[Saved entries]
══════════
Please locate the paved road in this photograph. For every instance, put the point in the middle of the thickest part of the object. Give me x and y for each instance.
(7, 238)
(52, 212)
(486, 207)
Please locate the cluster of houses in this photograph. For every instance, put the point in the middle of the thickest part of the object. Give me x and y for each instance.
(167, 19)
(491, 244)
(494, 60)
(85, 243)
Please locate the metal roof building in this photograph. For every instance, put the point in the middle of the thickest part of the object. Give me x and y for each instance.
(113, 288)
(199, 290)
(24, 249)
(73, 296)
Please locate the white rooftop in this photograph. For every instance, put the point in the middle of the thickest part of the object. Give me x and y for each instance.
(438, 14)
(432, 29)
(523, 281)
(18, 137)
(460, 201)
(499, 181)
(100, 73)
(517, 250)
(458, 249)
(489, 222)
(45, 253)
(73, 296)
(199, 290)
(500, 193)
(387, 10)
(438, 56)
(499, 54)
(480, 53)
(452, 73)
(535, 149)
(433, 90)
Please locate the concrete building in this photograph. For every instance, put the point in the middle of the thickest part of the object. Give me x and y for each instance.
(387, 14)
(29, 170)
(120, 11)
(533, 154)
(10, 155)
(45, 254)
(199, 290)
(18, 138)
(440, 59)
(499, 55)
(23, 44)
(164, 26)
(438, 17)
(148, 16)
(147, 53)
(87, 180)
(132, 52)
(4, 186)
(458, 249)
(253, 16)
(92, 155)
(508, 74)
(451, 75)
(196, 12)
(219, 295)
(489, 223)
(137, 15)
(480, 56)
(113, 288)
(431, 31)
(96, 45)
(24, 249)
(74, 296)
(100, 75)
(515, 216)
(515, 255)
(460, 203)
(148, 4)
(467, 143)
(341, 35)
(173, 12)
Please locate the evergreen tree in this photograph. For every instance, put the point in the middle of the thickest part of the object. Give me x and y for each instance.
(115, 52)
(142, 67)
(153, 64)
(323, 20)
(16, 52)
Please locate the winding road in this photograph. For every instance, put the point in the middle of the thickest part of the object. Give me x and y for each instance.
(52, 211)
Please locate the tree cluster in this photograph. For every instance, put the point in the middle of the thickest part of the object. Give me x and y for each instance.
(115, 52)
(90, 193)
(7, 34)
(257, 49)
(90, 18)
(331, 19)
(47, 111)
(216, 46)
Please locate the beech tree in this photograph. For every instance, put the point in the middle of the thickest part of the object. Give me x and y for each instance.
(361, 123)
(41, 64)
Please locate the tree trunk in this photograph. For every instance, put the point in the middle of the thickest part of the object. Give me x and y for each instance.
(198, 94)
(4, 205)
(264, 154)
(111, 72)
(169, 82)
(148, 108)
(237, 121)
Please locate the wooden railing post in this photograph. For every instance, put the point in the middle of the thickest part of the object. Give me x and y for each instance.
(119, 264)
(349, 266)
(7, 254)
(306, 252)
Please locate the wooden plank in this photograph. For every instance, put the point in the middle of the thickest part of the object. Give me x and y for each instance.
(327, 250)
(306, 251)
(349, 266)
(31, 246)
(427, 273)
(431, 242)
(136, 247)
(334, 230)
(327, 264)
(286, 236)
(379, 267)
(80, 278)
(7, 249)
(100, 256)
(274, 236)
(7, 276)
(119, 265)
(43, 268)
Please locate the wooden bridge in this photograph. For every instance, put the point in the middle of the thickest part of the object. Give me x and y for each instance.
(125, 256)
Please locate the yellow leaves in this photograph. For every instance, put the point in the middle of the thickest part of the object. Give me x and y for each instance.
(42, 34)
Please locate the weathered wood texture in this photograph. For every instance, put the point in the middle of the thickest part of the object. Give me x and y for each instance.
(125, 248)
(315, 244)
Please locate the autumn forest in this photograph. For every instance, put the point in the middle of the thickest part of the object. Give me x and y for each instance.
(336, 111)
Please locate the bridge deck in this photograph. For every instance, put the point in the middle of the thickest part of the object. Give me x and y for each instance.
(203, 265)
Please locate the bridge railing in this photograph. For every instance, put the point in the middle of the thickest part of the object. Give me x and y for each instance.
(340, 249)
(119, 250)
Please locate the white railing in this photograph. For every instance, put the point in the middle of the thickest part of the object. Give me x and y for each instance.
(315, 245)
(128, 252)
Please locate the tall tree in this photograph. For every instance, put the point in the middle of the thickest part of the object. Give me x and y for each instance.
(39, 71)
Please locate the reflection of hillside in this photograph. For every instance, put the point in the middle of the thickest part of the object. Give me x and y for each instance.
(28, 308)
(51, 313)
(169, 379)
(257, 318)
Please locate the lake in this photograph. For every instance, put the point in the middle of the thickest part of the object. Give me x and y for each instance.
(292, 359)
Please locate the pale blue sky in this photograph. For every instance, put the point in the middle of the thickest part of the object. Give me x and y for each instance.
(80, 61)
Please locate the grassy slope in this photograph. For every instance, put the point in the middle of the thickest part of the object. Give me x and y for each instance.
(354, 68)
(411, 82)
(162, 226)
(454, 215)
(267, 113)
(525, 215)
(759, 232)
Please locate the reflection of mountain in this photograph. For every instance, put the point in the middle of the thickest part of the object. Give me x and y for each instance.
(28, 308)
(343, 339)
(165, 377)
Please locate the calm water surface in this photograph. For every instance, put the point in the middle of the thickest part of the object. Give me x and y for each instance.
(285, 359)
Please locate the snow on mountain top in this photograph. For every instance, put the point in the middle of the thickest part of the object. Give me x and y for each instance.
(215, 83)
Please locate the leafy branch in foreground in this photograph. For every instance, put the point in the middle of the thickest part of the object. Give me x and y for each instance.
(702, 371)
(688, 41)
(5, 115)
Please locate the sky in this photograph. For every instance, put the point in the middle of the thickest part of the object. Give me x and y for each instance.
══════════
*Task details*
Nothing but the lines from the one holding "Please locate the leafy" to the end of the entries should be returned, each exactly as it stands.

*Answer for this exercise*
Please locate the leafy branch in foreground in this photograph. For every instance, put the point in the middle of the thickest part of the object. Give me x and y for each instance.
(702, 371)
(688, 41)
(5, 115)
Please locate the sky in this photograph. For every instance, put the point in the middle of the thickest part of the object. Give me x and y for each instance.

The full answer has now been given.